_DESCRIPTION OF THE TASK_: Locate each row below that contains the word "Could" and copy those rows in full. Case counts.

↓

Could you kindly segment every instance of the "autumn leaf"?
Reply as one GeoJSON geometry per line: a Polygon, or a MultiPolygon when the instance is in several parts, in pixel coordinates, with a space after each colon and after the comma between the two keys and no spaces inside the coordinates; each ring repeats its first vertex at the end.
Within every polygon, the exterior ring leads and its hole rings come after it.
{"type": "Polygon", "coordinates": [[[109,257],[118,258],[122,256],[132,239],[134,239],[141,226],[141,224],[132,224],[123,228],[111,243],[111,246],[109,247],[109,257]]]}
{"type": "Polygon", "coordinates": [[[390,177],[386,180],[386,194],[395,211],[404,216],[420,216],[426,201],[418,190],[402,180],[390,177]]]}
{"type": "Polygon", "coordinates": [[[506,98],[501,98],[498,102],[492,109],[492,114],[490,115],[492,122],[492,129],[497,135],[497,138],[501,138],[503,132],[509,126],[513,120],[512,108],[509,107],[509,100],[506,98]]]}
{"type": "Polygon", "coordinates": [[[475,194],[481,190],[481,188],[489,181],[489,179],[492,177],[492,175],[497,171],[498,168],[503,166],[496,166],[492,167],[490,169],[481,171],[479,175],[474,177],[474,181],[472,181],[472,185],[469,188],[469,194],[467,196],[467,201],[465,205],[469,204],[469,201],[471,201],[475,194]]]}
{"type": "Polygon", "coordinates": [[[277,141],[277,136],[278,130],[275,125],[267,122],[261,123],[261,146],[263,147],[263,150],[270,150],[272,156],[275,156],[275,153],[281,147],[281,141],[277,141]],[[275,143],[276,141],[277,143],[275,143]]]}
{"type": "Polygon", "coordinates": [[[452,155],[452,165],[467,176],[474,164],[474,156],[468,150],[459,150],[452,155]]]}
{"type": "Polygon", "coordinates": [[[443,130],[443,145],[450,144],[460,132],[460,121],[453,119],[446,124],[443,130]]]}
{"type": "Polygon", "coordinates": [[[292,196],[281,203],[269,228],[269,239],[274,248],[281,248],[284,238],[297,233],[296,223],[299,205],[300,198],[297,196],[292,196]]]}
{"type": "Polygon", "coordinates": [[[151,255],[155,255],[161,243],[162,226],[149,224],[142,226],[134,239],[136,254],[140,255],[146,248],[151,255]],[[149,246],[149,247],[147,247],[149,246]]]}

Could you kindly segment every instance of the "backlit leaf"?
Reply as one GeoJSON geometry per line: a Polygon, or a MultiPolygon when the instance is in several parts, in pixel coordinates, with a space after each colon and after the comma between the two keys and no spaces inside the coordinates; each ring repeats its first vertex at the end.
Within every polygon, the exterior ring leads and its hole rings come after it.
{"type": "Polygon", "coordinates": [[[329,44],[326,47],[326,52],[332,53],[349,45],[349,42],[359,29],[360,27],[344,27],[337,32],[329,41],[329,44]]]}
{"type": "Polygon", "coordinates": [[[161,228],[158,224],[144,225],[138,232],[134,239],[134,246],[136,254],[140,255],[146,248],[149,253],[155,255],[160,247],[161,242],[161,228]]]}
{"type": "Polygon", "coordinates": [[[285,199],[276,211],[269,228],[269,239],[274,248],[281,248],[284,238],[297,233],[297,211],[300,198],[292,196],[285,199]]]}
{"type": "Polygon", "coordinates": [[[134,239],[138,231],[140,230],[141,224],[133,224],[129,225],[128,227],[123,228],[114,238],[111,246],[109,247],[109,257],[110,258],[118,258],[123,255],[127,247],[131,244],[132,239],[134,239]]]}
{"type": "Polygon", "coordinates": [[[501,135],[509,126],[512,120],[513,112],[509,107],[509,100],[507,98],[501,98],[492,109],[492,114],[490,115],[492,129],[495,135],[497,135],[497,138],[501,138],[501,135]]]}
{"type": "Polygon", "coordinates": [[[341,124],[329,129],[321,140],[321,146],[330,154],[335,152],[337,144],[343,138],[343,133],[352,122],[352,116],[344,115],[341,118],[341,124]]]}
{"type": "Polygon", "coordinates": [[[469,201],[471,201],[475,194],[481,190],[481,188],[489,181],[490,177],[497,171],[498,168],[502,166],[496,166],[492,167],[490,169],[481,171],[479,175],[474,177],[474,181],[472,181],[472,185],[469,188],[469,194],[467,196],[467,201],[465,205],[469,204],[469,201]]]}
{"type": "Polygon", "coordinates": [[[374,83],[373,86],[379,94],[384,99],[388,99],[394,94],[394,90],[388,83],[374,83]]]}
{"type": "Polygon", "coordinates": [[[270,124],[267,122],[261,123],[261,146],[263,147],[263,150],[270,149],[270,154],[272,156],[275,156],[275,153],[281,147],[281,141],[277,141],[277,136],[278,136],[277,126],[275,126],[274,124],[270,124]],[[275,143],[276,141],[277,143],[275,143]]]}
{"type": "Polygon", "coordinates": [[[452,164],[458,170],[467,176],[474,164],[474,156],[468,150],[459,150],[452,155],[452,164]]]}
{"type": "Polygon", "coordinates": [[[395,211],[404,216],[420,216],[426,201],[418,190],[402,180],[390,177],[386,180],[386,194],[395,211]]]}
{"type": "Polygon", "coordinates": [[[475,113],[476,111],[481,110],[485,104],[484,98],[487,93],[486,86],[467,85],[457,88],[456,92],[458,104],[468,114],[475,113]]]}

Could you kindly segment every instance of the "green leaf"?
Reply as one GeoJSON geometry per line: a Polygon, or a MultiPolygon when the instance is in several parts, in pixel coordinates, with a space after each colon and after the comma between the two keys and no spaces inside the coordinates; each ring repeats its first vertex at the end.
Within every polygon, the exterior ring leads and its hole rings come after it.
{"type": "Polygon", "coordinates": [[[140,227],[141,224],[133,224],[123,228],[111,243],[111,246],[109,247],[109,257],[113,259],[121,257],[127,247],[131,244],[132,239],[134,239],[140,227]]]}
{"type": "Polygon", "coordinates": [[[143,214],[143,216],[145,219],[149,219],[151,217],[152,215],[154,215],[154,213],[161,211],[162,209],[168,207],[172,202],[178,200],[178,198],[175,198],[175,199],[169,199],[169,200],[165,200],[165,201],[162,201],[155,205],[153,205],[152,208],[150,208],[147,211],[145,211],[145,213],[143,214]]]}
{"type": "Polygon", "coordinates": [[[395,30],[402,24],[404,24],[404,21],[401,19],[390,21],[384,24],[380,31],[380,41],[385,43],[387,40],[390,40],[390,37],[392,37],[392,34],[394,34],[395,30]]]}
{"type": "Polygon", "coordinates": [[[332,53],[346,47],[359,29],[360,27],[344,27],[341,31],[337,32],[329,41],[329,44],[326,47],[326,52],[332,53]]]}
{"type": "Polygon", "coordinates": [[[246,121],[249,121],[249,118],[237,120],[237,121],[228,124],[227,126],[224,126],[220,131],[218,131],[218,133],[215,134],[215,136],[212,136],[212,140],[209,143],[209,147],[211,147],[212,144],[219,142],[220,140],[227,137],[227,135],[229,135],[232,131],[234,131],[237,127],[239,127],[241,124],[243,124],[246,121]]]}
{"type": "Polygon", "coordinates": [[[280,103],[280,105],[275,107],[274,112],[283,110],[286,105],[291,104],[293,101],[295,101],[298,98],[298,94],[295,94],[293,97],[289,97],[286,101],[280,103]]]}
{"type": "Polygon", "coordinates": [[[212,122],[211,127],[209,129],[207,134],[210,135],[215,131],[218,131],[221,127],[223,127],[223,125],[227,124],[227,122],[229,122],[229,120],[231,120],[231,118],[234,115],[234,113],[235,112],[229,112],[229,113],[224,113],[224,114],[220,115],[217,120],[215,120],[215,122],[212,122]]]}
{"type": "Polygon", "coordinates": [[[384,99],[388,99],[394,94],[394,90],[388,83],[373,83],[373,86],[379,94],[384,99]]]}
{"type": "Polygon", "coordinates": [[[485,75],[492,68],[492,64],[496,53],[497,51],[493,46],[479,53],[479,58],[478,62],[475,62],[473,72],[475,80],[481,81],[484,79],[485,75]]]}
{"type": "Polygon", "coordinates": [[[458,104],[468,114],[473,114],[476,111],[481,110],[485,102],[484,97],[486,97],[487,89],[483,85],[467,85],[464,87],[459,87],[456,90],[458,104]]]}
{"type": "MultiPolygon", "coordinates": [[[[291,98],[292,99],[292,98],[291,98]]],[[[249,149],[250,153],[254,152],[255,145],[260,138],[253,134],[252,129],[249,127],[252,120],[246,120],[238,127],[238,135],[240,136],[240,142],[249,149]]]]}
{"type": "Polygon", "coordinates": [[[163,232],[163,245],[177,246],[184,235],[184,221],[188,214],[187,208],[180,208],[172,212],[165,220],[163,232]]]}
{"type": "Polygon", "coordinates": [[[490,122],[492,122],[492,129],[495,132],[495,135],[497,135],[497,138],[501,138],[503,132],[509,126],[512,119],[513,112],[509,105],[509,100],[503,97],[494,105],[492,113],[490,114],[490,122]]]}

↑

_TASK RESULT_:
Could you kindly segment every instance of the "autumn leaf"?
Could you kindly segment every instance of the "backlit leaf"?
Could you kindly segment every instance of the "green leaf"?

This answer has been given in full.